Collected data
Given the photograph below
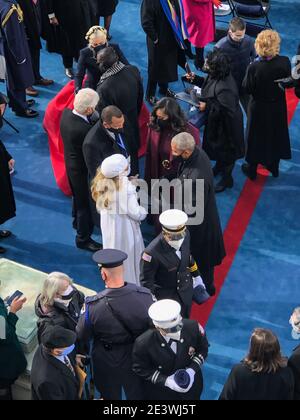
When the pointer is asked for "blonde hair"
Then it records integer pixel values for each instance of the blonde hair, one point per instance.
(52, 286)
(95, 32)
(267, 43)
(104, 190)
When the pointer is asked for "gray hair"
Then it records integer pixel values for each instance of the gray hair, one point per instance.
(52, 287)
(86, 98)
(184, 141)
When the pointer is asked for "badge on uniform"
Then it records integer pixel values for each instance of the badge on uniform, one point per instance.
(147, 257)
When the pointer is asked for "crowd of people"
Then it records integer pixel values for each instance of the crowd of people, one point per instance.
(142, 338)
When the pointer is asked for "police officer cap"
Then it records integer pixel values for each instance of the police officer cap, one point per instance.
(173, 220)
(165, 313)
(110, 258)
(58, 338)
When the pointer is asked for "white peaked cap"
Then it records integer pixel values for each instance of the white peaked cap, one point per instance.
(173, 220)
(114, 166)
(165, 313)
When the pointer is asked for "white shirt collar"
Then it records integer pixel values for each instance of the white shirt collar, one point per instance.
(84, 117)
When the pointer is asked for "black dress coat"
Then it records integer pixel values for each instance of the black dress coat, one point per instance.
(33, 22)
(224, 131)
(99, 145)
(52, 380)
(207, 244)
(75, 19)
(167, 276)
(125, 91)
(244, 385)
(7, 200)
(154, 361)
(87, 65)
(74, 130)
(267, 131)
(163, 57)
(294, 365)
(14, 47)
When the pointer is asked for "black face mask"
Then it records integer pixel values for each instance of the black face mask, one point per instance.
(163, 124)
(116, 130)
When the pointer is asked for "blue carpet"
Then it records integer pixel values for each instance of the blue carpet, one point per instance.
(263, 285)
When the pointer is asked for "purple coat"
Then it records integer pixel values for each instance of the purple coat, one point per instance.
(200, 20)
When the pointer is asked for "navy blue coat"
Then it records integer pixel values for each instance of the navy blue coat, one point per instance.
(87, 65)
(241, 54)
(14, 46)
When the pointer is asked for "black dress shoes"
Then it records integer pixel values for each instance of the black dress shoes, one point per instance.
(249, 171)
(5, 234)
(70, 73)
(224, 184)
(90, 245)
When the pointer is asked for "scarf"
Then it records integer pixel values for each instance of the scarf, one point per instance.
(177, 23)
(115, 69)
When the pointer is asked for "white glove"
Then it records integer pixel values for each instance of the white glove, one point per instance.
(191, 374)
(170, 383)
(198, 282)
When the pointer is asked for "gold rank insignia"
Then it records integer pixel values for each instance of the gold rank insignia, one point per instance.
(14, 8)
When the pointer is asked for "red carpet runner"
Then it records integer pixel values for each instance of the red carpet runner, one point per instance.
(238, 224)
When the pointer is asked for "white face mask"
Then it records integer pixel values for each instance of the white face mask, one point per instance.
(174, 336)
(66, 303)
(296, 330)
(176, 244)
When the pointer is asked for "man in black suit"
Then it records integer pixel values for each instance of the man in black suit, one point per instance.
(33, 27)
(121, 86)
(74, 127)
(53, 374)
(112, 135)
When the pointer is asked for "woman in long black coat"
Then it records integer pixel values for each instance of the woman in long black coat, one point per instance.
(267, 132)
(224, 130)
(7, 200)
(164, 53)
(263, 375)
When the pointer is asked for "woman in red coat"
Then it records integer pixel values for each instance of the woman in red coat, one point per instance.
(200, 20)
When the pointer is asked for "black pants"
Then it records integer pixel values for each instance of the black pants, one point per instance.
(83, 221)
(17, 100)
(35, 58)
(152, 84)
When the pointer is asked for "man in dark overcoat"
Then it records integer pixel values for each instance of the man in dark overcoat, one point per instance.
(164, 51)
(14, 48)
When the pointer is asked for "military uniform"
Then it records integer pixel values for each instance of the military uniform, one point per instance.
(113, 319)
(169, 273)
(156, 359)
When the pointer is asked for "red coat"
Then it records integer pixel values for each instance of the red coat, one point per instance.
(200, 20)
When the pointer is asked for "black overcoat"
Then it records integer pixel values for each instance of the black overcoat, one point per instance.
(207, 244)
(268, 137)
(224, 131)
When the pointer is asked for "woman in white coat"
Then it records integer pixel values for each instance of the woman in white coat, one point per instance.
(121, 214)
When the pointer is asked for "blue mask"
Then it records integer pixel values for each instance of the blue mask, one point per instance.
(68, 351)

SET TASK
The records above are to be quoted exactly, with all pictures left out.

RESPONSE TO THE TASK
Given the photograph below
When the pointer is asked for "blonde hair"
Then it records integer pixel values for each instance of the blonde hair, one point per instance.
(52, 286)
(95, 32)
(267, 43)
(104, 190)
When the pointer is asked for "gray hair"
Then it records integer pixel values for each instance of the gray hair, one point per instance.
(52, 287)
(86, 98)
(184, 141)
When the pointer is asked for "badge on uniform"
Then it records integer pixel values for each instance of the badge on uniform, one point per instance.
(147, 257)
When the pointer is asked for "crowd of people"
Then it records integer pixel values for each instance of the crowd of people, one point per instance.
(142, 338)
When the pointer is asked for "police officer cap"
Then it records integer pixel values for each instance of the police officer cap, one point per instance.
(173, 220)
(165, 313)
(110, 258)
(58, 338)
When the pointer is asked for "white peaked cap"
Then it records integer pixel values for each instance of the white peaked cap, one point per instance.
(173, 220)
(114, 166)
(165, 313)
When the pointer is asked for "white shirt collar"
Then it records integer pixel values for each instance of the white shirt collar, one point per instance.
(84, 117)
When the pointer is asked for "black dress coat"
Then it records integer pixel values for each instance of the black dress coat, one point per instance.
(33, 22)
(224, 131)
(99, 145)
(52, 380)
(207, 244)
(75, 19)
(167, 276)
(125, 91)
(244, 385)
(7, 200)
(154, 361)
(87, 65)
(74, 130)
(267, 131)
(163, 57)
(294, 365)
(14, 47)
When the pointer is asked for "black face mask"
Then it records integer pixel values for each instance of the black face mask, one point per instance.
(163, 124)
(116, 130)
When the pointer is asked for "blue carpet"
Then it records integer pixel values for each instance of the blue carpet, one point per instance.
(263, 285)
When the pointer is asked for "purple coat"
Then it records integer pixel values for each instance of the purple coat, one point per instance.
(200, 20)
When the pointer is asked for "navy blue coat"
Then it records integer pixel values for each instance of the navy blue coat, one point per instance.
(87, 65)
(241, 54)
(14, 46)
When the pointer is asked for "black dress shoes"
Then it records integer pixel values for each instance of the black dress shoes, one point per instance.
(249, 171)
(5, 234)
(70, 73)
(224, 184)
(90, 245)
When the pointer is asked for "scarf"
Then it records integer pixel values for each instance of the scarf, one point per instance.
(177, 23)
(115, 69)
When the pointer is asked for "white glove"
Then it records integer pixel values for each instance of the white glove, one point per instance.
(191, 374)
(170, 383)
(198, 282)
When the pointer is asked for "gold rank insignia"
Then it records integer pixel values for each instance of the gold rank insignia, one point per instance.
(14, 8)
When the pointer is asked for "red carpet runner"
Then it records integer pixel values for each instance of the red carpet runner, one point per instance.
(238, 224)
When the pointer is asked for "white face mask"
Then it records integer pixel values for each instance of the white face mask, one point per instance.
(174, 336)
(66, 303)
(296, 330)
(176, 244)
When the pointer is asked for "man in black suit"
Then it records integer pixel values for each instance of the man in black suit, one point per instance.
(33, 27)
(121, 86)
(74, 127)
(53, 374)
(112, 135)
When the pointer is asked for "woman in long black coat"
Then it records integer pixel values for each instance of the woman in long black coat, one point per instance.
(267, 132)
(224, 130)
(7, 200)
(164, 53)
(263, 375)
When the pointer is asked for "woman in red coat"
Then it records integer pixel values for each instance of the woman in red coat, one point per instance.
(200, 20)
When the pointer is asked for "black pants"
Then it records integer pixel values for each instance of the black pants, one point per instance.
(83, 221)
(17, 100)
(35, 58)
(152, 84)
When the pointer is asked for "man in dark overcoat"
Then it records integer pixel values for each instance of the man in dark overcoat, one point per instance.
(164, 51)
(14, 48)
When the pointer is asked for "military uniform"
Then it records integer pixel values for each instance of the military uniform, one point per instance.
(113, 319)
(169, 273)
(156, 359)
When the pointer is asked for "red coat"
Then it records integer pixel values for each instance of the red coat, one point per instance.
(200, 20)
When the pointer is asked for "black overcoat"
Then it records integer pixel values for each instance of the black overcoat, one point per instance.
(207, 244)
(268, 137)
(224, 131)
When the pointer is asked for "woman in white coat"
Then it records integer pixel values for each instance of the woman in white coat, one point per instance.
(121, 214)
When the pointer is asked for "blue mask"
Then it records integer pixel values for each instance of the blue mask, one point per instance.
(68, 351)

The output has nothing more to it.